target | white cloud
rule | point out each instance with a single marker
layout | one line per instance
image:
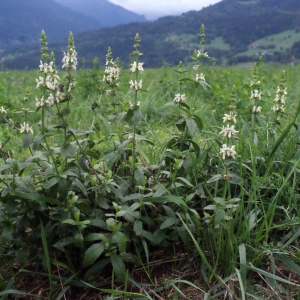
(158, 8)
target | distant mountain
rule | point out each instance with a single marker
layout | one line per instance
(107, 13)
(21, 22)
(236, 31)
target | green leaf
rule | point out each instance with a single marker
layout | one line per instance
(138, 227)
(243, 261)
(16, 292)
(129, 115)
(119, 267)
(38, 198)
(294, 267)
(191, 125)
(92, 254)
(169, 222)
(105, 122)
(67, 150)
(165, 199)
(215, 178)
(50, 183)
(70, 221)
(26, 140)
(78, 184)
(64, 242)
(121, 239)
(93, 154)
(37, 141)
(79, 132)
(82, 162)
(219, 216)
(272, 276)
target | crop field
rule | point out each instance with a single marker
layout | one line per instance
(122, 182)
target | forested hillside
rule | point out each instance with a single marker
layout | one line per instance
(104, 11)
(236, 31)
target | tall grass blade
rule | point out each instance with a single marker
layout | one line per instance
(47, 256)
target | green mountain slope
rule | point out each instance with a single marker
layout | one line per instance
(106, 12)
(231, 27)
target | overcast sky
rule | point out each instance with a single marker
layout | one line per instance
(157, 8)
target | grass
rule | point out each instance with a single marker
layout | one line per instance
(219, 43)
(137, 202)
(280, 42)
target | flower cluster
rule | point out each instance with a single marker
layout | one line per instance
(70, 59)
(228, 131)
(3, 111)
(136, 67)
(255, 95)
(228, 151)
(45, 67)
(179, 98)
(280, 98)
(26, 128)
(135, 85)
(200, 77)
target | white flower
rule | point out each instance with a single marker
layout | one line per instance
(71, 85)
(278, 108)
(195, 67)
(256, 109)
(200, 77)
(230, 117)
(255, 95)
(254, 83)
(228, 131)
(43, 67)
(277, 98)
(136, 85)
(52, 81)
(135, 66)
(228, 151)
(2, 110)
(50, 100)
(26, 128)
(200, 53)
(111, 74)
(59, 96)
(179, 98)
(39, 103)
(70, 59)
(39, 81)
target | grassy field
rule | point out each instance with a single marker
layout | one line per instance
(280, 42)
(138, 183)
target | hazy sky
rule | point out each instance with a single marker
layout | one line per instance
(158, 8)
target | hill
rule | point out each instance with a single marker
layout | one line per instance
(21, 22)
(231, 26)
(107, 13)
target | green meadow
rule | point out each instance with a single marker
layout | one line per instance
(122, 182)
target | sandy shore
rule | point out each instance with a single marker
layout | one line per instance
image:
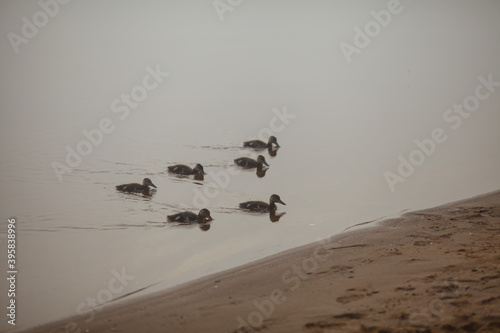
(436, 270)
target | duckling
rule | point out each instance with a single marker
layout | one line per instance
(186, 217)
(249, 163)
(261, 144)
(135, 187)
(261, 206)
(182, 169)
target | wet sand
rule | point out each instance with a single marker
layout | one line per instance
(435, 270)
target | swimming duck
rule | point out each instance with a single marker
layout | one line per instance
(261, 144)
(135, 187)
(182, 169)
(249, 163)
(185, 217)
(261, 206)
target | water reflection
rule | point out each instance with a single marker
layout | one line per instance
(275, 217)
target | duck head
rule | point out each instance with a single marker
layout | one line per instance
(276, 198)
(262, 160)
(272, 139)
(199, 169)
(205, 213)
(148, 182)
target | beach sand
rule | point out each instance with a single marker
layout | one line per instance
(434, 270)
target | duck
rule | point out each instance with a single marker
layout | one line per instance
(136, 187)
(186, 217)
(261, 144)
(182, 169)
(249, 163)
(261, 206)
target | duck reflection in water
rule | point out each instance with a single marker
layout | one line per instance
(275, 217)
(202, 219)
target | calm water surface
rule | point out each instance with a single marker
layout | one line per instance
(227, 82)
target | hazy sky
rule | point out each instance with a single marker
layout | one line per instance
(354, 118)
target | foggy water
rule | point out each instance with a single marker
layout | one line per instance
(266, 69)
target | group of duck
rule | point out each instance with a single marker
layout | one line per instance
(204, 214)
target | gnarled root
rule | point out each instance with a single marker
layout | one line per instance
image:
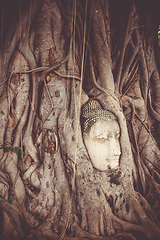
(42, 204)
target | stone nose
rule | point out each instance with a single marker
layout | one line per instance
(114, 147)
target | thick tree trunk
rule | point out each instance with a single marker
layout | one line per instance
(56, 56)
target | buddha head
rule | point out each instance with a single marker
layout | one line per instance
(101, 133)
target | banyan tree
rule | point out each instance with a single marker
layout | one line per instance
(64, 65)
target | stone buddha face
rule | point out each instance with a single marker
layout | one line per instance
(101, 139)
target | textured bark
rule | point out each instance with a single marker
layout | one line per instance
(54, 57)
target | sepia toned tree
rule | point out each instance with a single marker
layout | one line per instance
(54, 56)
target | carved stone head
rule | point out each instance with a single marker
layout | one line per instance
(101, 132)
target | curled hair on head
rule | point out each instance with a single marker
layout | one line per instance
(91, 112)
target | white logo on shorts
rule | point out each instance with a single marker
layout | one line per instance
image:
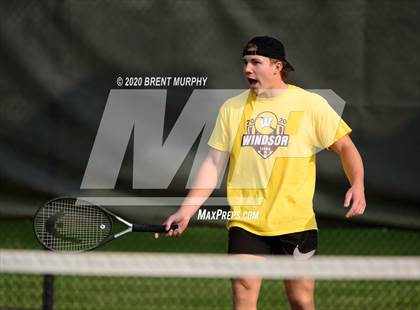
(299, 255)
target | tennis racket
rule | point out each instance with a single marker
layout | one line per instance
(71, 224)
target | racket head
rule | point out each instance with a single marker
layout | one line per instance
(72, 225)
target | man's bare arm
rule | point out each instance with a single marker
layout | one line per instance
(207, 178)
(353, 168)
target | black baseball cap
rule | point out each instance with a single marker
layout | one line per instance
(268, 47)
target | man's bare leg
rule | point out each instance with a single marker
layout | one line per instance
(300, 293)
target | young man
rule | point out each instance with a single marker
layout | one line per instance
(269, 134)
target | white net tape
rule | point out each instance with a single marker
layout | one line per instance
(209, 266)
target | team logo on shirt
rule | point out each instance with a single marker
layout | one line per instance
(265, 134)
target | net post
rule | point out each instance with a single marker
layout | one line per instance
(48, 292)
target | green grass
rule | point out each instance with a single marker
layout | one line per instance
(75, 292)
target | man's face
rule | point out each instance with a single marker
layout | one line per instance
(260, 73)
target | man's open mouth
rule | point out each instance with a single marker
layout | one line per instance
(252, 82)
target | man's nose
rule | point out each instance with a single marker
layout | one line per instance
(247, 68)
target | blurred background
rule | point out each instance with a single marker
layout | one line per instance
(60, 59)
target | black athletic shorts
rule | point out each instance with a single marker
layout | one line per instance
(300, 244)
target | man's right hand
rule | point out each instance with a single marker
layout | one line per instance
(178, 218)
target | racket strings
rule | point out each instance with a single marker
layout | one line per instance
(69, 224)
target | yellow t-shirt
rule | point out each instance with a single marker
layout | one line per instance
(272, 144)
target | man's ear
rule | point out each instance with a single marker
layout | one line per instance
(279, 66)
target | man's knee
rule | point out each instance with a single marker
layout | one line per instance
(246, 291)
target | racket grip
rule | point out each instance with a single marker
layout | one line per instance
(152, 228)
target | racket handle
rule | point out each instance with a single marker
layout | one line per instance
(152, 228)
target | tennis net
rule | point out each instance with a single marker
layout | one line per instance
(112, 280)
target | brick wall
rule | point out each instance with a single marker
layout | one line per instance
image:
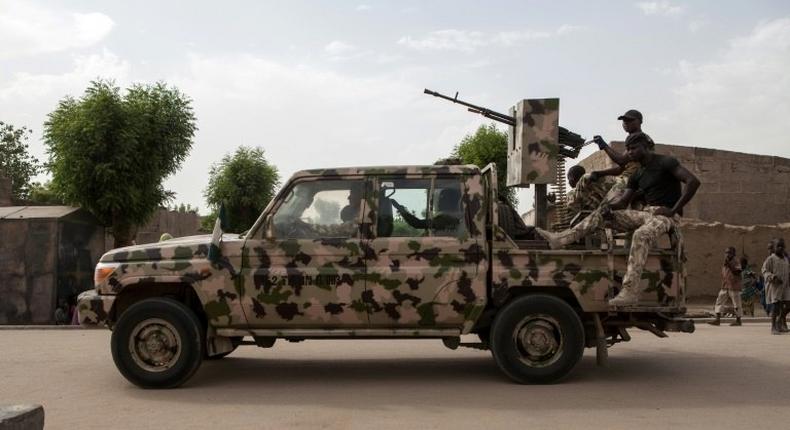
(737, 188)
(705, 245)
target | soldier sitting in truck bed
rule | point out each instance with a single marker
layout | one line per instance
(659, 181)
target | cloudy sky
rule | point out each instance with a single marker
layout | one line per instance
(319, 84)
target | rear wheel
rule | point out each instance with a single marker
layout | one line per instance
(157, 343)
(537, 339)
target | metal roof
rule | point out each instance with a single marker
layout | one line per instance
(36, 212)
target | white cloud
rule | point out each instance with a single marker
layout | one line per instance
(449, 40)
(306, 117)
(662, 7)
(469, 41)
(740, 101)
(32, 88)
(337, 48)
(27, 98)
(697, 25)
(28, 29)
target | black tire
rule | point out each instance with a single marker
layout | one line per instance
(537, 339)
(173, 350)
(235, 340)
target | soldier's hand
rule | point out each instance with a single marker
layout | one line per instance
(606, 212)
(599, 141)
(663, 211)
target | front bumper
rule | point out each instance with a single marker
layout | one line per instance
(94, 308)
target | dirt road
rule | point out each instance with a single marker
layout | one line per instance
(719, 377)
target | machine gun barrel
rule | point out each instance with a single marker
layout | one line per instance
(488, 113)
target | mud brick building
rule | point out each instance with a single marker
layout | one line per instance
(737, 188)
(48, 254)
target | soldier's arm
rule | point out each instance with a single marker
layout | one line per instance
(409, 217)
(691, 184)
(623, 201)
(612, 171)
(619, 158)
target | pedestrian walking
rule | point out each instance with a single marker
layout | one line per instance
(776, 271)
(750, 292)
(730, 291)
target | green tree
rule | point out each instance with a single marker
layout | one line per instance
(15, 161)
(110, 152)
(43, 194)
(488, 145)
(245, 182)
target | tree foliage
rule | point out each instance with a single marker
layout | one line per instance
(487, 145)
(44, 195)
(245, 182)
(15, 161)
(110, 152)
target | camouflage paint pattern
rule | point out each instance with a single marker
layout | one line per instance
(533, 143)
(265, 282)
(381, 284)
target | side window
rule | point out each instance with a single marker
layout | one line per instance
(420, 207)
(447, 212)
(320, 209)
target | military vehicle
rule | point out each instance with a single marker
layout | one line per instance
(382, 252)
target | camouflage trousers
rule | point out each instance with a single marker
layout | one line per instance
(646, 226)
(589, 194)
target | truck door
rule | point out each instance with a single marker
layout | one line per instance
(305, 269)
(426, 263)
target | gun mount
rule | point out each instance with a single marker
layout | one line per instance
(537, 149)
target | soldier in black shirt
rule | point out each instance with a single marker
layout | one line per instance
(658, 181)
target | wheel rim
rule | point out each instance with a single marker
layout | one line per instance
(155, 345)
(539, 340)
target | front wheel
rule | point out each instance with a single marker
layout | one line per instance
(537, 339)
(157, 343)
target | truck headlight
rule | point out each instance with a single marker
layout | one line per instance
(103, 271)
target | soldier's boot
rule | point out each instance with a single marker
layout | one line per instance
(775, 322)
(558, 240)
(628, 296)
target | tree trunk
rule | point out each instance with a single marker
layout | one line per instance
(122, 233)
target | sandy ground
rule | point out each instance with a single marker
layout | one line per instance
(718, 377)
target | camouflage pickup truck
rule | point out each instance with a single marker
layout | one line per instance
(379, 252)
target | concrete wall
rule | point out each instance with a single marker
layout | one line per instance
(5, 191)
(178, 224)
(28, 269)
(737, 188)
(705, 245)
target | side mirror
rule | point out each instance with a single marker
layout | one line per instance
(268, 227)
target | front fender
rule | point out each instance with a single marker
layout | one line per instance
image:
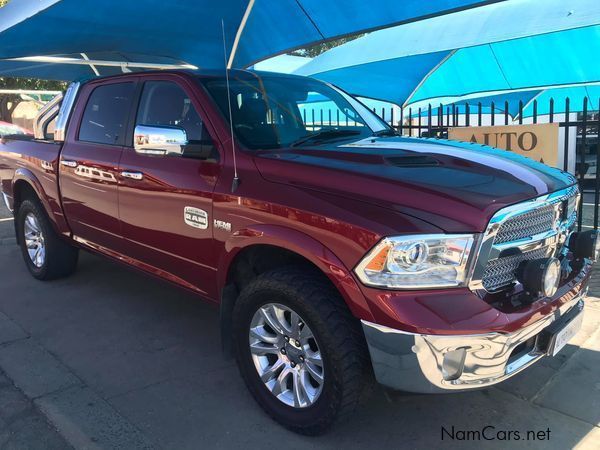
(303, 245)
(27, 176)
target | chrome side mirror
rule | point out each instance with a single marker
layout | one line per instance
(160, 141)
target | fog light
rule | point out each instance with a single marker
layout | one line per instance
(585, 245)
(454, 364)
(541, 276)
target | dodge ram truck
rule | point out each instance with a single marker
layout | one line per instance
(337, 251)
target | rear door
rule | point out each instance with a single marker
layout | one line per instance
(166, 190)
(89, 161)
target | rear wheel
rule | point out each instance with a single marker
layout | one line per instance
(300, 351)
(46, 255)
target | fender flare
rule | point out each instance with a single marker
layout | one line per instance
(307, 247)
(27, 176)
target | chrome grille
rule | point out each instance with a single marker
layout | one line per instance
(502, 272)
(530, 230)
(525, 225)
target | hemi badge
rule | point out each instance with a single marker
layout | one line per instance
(195, 217)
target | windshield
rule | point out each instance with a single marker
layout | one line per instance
(273, 111)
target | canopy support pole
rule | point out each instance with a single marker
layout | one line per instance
(101, 63)
(238, 35)
(93, 67)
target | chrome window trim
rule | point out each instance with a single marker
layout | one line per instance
(65, 111)
(489, 251)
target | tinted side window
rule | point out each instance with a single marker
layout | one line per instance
(164, 103)
(105, 116)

■ WRITTEN TASK ■
Exactly and exclusively, repeat the lines from the line that contains "target | hemi badge" through the end of the records, both ends included.

■ WRITTEN SOLUTION ■
target | hemi badge
rule | point out each instance with a single marker
layout | one line per instance
(195, 217)
target | windshield
rule | point out each instance with a single marker
layout | one line per instance
(273, 111)
target | canopy support pole
rule | point out each instance with a single marker
layout | one line per instance
(101, 63)
(238, 35)
(93, 67)
target | chrome window trim
rule | point out each instance with a single marker
layout | one line per instance
(65, 111)
(489, 251)
target | tinted side window
rule | point out each instance with a single marker
layout | one line per instance
(164, 103)
(105, 116)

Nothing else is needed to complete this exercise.